=== Exercise instructions ===
**a)** Reproduce the passage of the TiVo forum thread between "## ThAbtO (Apr" and "the same thing?", inclusive.
**b)** In the TiVo forum thread, which application installs both pytivo and streambaby on a Mac?
-- Start of Given text --
# How do I get my "home video" stuff on my Tivo



## xberk (Dec 3, 2011)

Just getting my new Premier box running. It's not hooked up to anything yet except an Ethernet cable coming from my router so I can access the built in Internet stuff, YouTube etc. 

Wondering how I can transfer my own "home videos" to my Tivo to build a library of my own "home videos" .. ?


----------



## xberk (Dec 3, 2011)

Just did a quick search on this topic and discovered Tivo Desktop should do the job...I think .. most of my "home video" has been rendered to Mp4 H264 format or Mpeg2 .. Tivo Desktop seems to allow those formats to be transfered to my Tivo...

They make is sound easy .. is it?


----------



## Wil (Sep 27, 2002)

xberk said:


> Just did a quick search on this topic and discovered Tivo Desktop should do the job...I think .. most of my "home video" has been rendered to Mp4 H264 format or Mpeg2 .. Tivo Desktop seems to allow those formats to be transfered to my Tivo...
> 
> They make is sound easy .. is it?


I don't know anything about the Premiere; I have the previous generation Tivo 3's and HD's. But I never much liked Tivo Desktop as it glitched sometims and I wanted turnkey and family-friendly, so I use pytivo and streambaby. These are extremely easy to install and use if you have a Mac (a very old but still fine application called pyTivoX installs them both) and not too bad either if you only have a commodity pc.

But truth be known we're gravitating away from Tivo as a platform in favor of a computer-based media center where the computer plays the files (sometimes sourced from the Tivo but mostly from elsewhere). We like Plex for this purpose.


----------



## ThAbtO (Apr 6, 2000)

I use PyTivo, but you have to make sure your Tivo has Tivo service subscription (required), and in your tivo.com account, under DVR Preferences, to have Transfers and Downloads checkbox'd. As well as have a Media Access Key, assigned to your account, and Tivo. The key is used in Desktop, PyTivo etc., to decrypt


----------



## xberk (Dec 3, 2011)

Thanks for the reply guys .. pyTIVO looks like a way to go .. was completely unaware of PLEX .. I run a Win7 PC .. Probably will give Tivo Desktop a try for $25 .. my wife would find that the easiest to deal with if the videos could just appear like everything else in her PlayList in folder. Seems like the TIVO solution is to transfer the videos to the Tivo hard drive so they are not streamed but look like everything else to the TIVO for playback. Does pyTIVO do the same thing?


----------



## jrtroo (Feb 4, 2008)

Yes, but pytivo also allows you to push these to the TiVo from your PC. They will then show up in the NPL.

Tivo Desktop is free- you need to only pay for the Plus version.


----------



## xberk (Dec 3, 2011)

jrtroo said:


> Yes, but pytivo also allows you to push these to the TiVo from your PC. They will then show up in the NPL.
> 
> Tivo Desktop is free- you need to only pay for the Plus version.


Will the free version handle video? I thought you needed to pay for the version that transfers video.


----------



## windracer (Jan 3, 2003)

The free version of TiVo Desktop will handle video transfers back to your TiVo, as long as it's in specific formats (MPEG-2). It won't do any transcoding.
-- End of Given text --
-- Start of Dataset content --
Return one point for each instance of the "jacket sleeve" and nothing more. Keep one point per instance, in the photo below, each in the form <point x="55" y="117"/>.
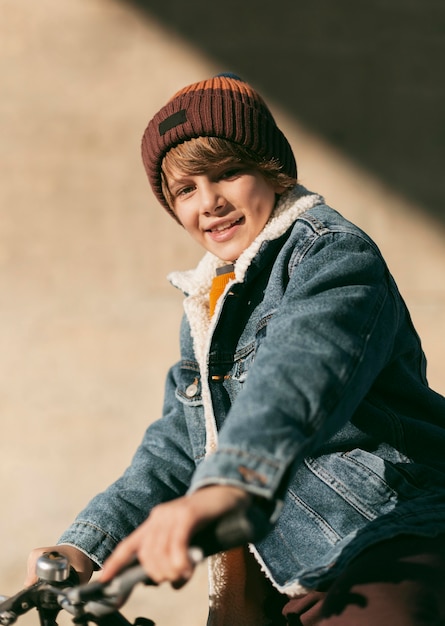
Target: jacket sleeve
<point x="327" y="340"/>
<point x="160" y="470"/>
-- End of Dataset content --
=== Expected outputs ===
**a)**
## ThAbtO (Apr 6, 2000)

I use PyTivo, but you have to make sure your Tivo has Tivo service subscription (required), and in your tivo.com account, under DVR Preferences, to have Transfers and Downloads checkbox'd. As well as have a Media Access Key, assigned to your account, and Tivo. The key is used in Desktop, PyTivo etc., to decrypt


----------



## xberk (Dec 3, 2011)

Thanks for the reply guys .. pyTIVO looks like a way to go .. was completely unaware of PLEX .. I run a Win7 PC .. Probably will give Tivo Desktop a try for $25 .. my wife would find that the easiest to deal with if the videos could just appear like everything else in her PlayList in folder. Seems like the TIVO solution is to transfer the videos to the Tivo hard drive so they are not streamed but look like everything else to the TIVO for playback. Does pyTIVO do the same thing?

**b)** pyTivoX